STATED PROBLEM: Edit the lines starting at the one containing "the broccoli stem." and ending at the one containing "top-left (483, 376), bottom-right (588, 503)", replacing "partially occluded" with "partly hidden" and leaving everything else unchanged. Give only those lines.

Rows from a dataset for labeling boxes:
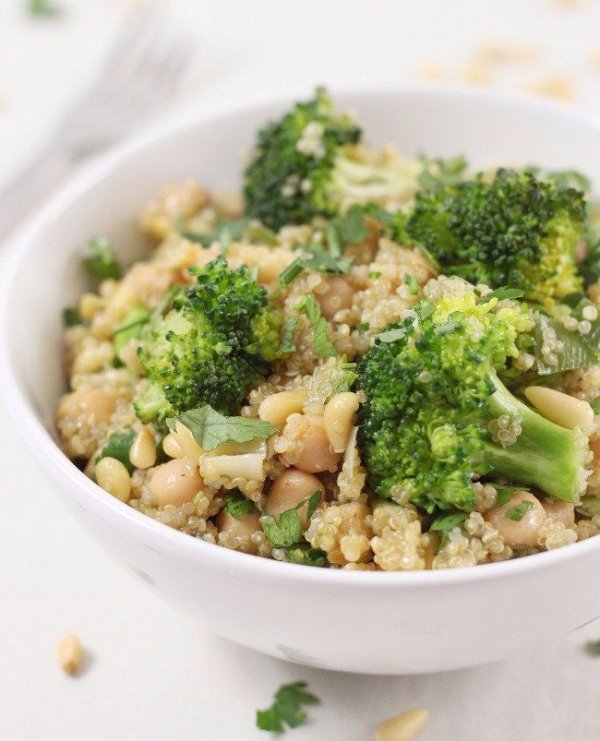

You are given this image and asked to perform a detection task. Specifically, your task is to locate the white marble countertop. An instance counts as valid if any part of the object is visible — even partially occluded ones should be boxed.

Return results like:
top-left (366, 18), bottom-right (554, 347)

top-left (0, 0), bottom-right (600, 741)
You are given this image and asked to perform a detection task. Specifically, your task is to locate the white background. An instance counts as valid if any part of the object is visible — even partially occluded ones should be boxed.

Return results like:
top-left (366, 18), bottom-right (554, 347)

top-left (0, 0), bottom-right (600, 741)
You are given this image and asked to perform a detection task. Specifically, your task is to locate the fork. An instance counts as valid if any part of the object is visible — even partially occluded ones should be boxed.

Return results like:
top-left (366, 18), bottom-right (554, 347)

top-left (0, 0), bottom-right (203, 240)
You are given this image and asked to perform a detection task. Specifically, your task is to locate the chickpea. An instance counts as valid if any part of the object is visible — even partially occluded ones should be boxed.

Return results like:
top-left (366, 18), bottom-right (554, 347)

top-left (483, 491), bottom-right (548, 549)
top-left (590, 437), bottom-right (600, 468)
top-left (58, 387), bottom-right (116, 424)
top-left (215, 509), bottom-right (262, 555)
top-left (542, 500), bottom-right (575, 527)
top-left (318, 275), bottom-right (354, 321)
top-left (265, 468), bottom-right (325, 526)
top-left (282, 414), bottom-right (340, 473)
top-left (150, 458), bottom-right (202, 507)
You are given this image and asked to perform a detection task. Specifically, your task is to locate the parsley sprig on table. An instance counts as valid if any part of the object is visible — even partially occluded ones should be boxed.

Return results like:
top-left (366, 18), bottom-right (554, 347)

top-left (256, 682), bottom-right (320, 733)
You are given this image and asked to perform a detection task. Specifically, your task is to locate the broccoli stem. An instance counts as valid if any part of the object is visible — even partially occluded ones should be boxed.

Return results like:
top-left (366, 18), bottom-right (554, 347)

top-left (483, 376), bottom-right (588, 503)
top-left (331, 152), bottom-right (414, 205)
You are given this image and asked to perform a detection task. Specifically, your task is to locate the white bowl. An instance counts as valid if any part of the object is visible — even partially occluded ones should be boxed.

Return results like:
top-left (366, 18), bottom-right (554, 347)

top-left (0, 89), bottom-right (600, 674)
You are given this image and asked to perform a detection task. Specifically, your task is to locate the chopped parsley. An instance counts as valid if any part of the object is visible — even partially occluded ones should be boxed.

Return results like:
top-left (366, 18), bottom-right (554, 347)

top-left (256, 682), bottom-right (320, 733)
top-left (83, 237), bottom-right (123, 286)
top-left (261, 490), bottom-right (322, 548)
top-left (279, 244), bottom-right (353, 286)
top-left (96, 427), bottom-right (135, 473)
top-left (63, 306), bottom-right (89, 327)
top-left (285, 543), bottom-right (327, 566)
top-left (481, 286), bottom-right (523, 304)
top-left (167, 404), bottom-right (277, 452)
top-left (279, 316), bottom-right (298, 355)
top-left (375, 327), bottom-right (406, 342)
top-left (296, 296), bottom-right (336, 358)
top-left (505, 501), bottom-right (533, 522)
top-left (174, 217), bottom-right (277, 250)
top-left (223, 489), bottom-right (256, 520)
top-left (328, 205), bottom-right (369, 250)
top-left (584, 641), bottom-right (600, 656)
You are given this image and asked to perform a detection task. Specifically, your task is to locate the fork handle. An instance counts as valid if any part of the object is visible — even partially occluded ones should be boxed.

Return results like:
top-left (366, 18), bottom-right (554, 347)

top-left (0, 142), bottom-right (72, 244)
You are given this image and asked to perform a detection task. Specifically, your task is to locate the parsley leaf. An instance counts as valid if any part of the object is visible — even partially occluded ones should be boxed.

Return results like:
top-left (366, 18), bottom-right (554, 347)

top-left (584, 641), bottom-right (600, 656)
top-left (260, 490), bottom-right (322, 548)
top-left (279, 244), bottom-right (354, 286)
top-left (504, 501), bottom-right (533, 522)
top-left (279, 257), bottom-right (306, 286)
top-left (429, 512), bottom-right (467, 545)
top-left (96, 427), bottom-right (135, 473)
top-left (279, 316), bottom-right (298, 355)
top-left (167, 404), bottom-right (277, 452)
top-left (331, 205), bottom-right (369, 247)
top-left (285, 543), bottom-right (327, 566)
top-left (223, 489), bottom-right (256, 520)
top-left (480, 286), bottom-right (523, 304)
top-left (174, 216), bottom-right (277, 250)
top-left (256, 682), bottom-right (320, 733)
top-left (404, 273), bottom-right (419, 296)
top-left (83, 237), bottom-right (123, 285)
top-left (296, 296), bottom-right (336, 358)
top-left (27, 0), bottom-right (62, 18)
top-left (63, 306), bottom-right (89, 327)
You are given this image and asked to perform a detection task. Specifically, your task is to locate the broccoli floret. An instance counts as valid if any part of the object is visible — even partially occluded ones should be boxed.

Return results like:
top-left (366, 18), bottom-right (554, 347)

top-left (406, 169), bottom-right (586, 305)
top-left (244, 88), bottom-right (420, 229)
top-left (135, 257), bottom-right (277, 422)
top-left (359, 291), bottom-right (589, 512)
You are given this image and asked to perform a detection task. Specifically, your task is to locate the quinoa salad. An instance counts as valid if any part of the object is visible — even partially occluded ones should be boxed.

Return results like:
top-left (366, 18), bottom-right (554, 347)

top-left (56, 89), bottom-right (600, 571)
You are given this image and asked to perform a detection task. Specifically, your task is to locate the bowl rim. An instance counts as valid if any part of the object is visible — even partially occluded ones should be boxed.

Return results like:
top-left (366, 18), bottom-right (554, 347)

top-left (0, 85), bottom-right (600, 589)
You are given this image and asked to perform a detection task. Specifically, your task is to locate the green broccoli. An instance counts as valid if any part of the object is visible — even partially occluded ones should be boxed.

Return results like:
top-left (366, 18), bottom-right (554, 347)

top-left (358, 290), bottom-right (589, 512)
top-left (405, 169), bottom-right (586, 305)
top-left (135, 257), bottom-right (288, 422)
top-left (244, 88), bottom-right (418, 229)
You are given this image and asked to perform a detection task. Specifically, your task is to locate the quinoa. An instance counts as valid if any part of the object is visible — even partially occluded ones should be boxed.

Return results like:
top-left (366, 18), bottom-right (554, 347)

OUTPUT BELOW:
You are given this image and asked to perform a detection task. Specifically, your task is to locate the broccoli stem. An instance counts as valid if any part of the object is visible — even partly hidden ones should be boxed.

Return results like:
top-left (366, 18), bottom-right (554, 347)

top-left (483, 376), bottom-right (588, 503)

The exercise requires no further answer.